Three Horns of a Trilemma

The dilemma of a free people in wartime is generally shown as a continuum between Security and Liberty. To gain more Security, you have to sacrifice more Liberty, and any gain in Liberty likewise constitutes a loss of Security; at least, that is the general claim, and I'm willing to take it at face value for present purposes, even though it leaves out the messy reality of inefficient, ineffective, or incompetent governments. But that view is quite obsolete, now, for Western nations; there is another element of sacrifice that must be put into the pot: Humanitarianism.

To be quite blunt about it, there is no fundamental threat to the security of the United States that is not immediately solvable. Don't believe me? What's your example? Let's take the hard and intractable problem of terrorists who hide amongst civilians. There are a number of scenarios here, and none of them fundamentally threaten the United States, or pretty much any Western nation.

In Lebanon, Hizb'allah has so deeply embedded itself in the civilian infrastructure that troops (I'm being more generous to Hizb'allah's terrorists than is really merited) are barracked in civilian houses; armories are in civilian houses; observation posts are co-located with UN observation posts to make it difficult for Israel to strike without hitting the UN post; spokesmen and decision-makers are housed in the largest city in Lebanon, often amongst either civilians or government officials; many of Hizb'allah's capabilities are "owned" by the Lebanese army, rather than by Hizb'allah itself. How can the problem of Hizb'allah terrorism be solved? Surely, Israel cannot destroy Hizb'allah, because doing so would mean thousands, perhaps tens of thousands, of dead Lebanese civilians.
------------------------------------
*Required actions*:
a – In the essay on the security trilemma, what third element does the writer say must now be added to Security and Liberty?
b – Write the next part of the essay on the security trilemma, picking up after its final sentence.

*Material provided*:
------------------------------------
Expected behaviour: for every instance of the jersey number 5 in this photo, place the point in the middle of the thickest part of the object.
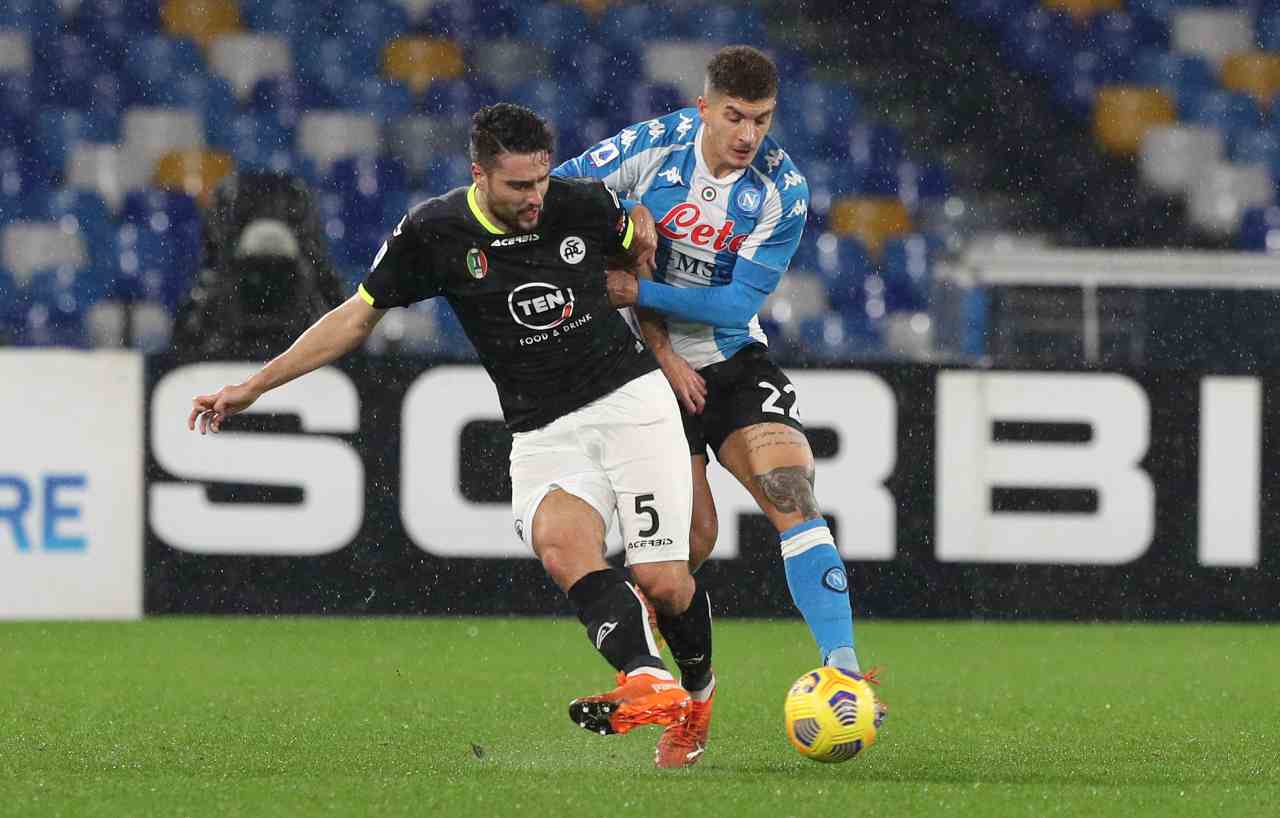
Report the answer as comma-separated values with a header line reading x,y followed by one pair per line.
x,y
641,508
------------------------------------
*Results for each task*:
a – Humanitarianism.

b –
Here is how Israel can solve the problem: it can kill, easily, thousands or tens of thousands or hundreds of thousands of Lebanese civilians, if it must do so to solve the problem. If Hizb'allah retreats to Syria, Israel can do the same to Syria, if necessary, and so on. The only thing that stops Israel from doing this is its Humanitarian nature.

Like most Westerners, Israelis cannot imagine a condition where they would be willing to slaughter innocents, presumed innocents, possible innocents, even outright enemies in such numbers. This is a good thing, most assuredly, because if it were not so, those people would certainly have been slaughtered in every Arab country surrounding Israel, and in the occupied territories as well: no nation on Earth has resisted the number, severity and consistency of attacks on its civilians as has Israel. All to be called "evil" and worse, by people who would be far more barbaric in the same circumstances.

Similarly, with Iran's support of terrorists and pursuit of nuclear weaponry, the US could end the problem in about half an hour and with zero US casualties. It would take a bit longer if we wanted to avoid using nuclear weapons, and we would take a few casualties, but the result would be much the same. How much of an insurrection would have followed Saddam Hussein's fall had we simply leveled every city and killed everyone other than coalition troops? We could have done so; it is within our capacity.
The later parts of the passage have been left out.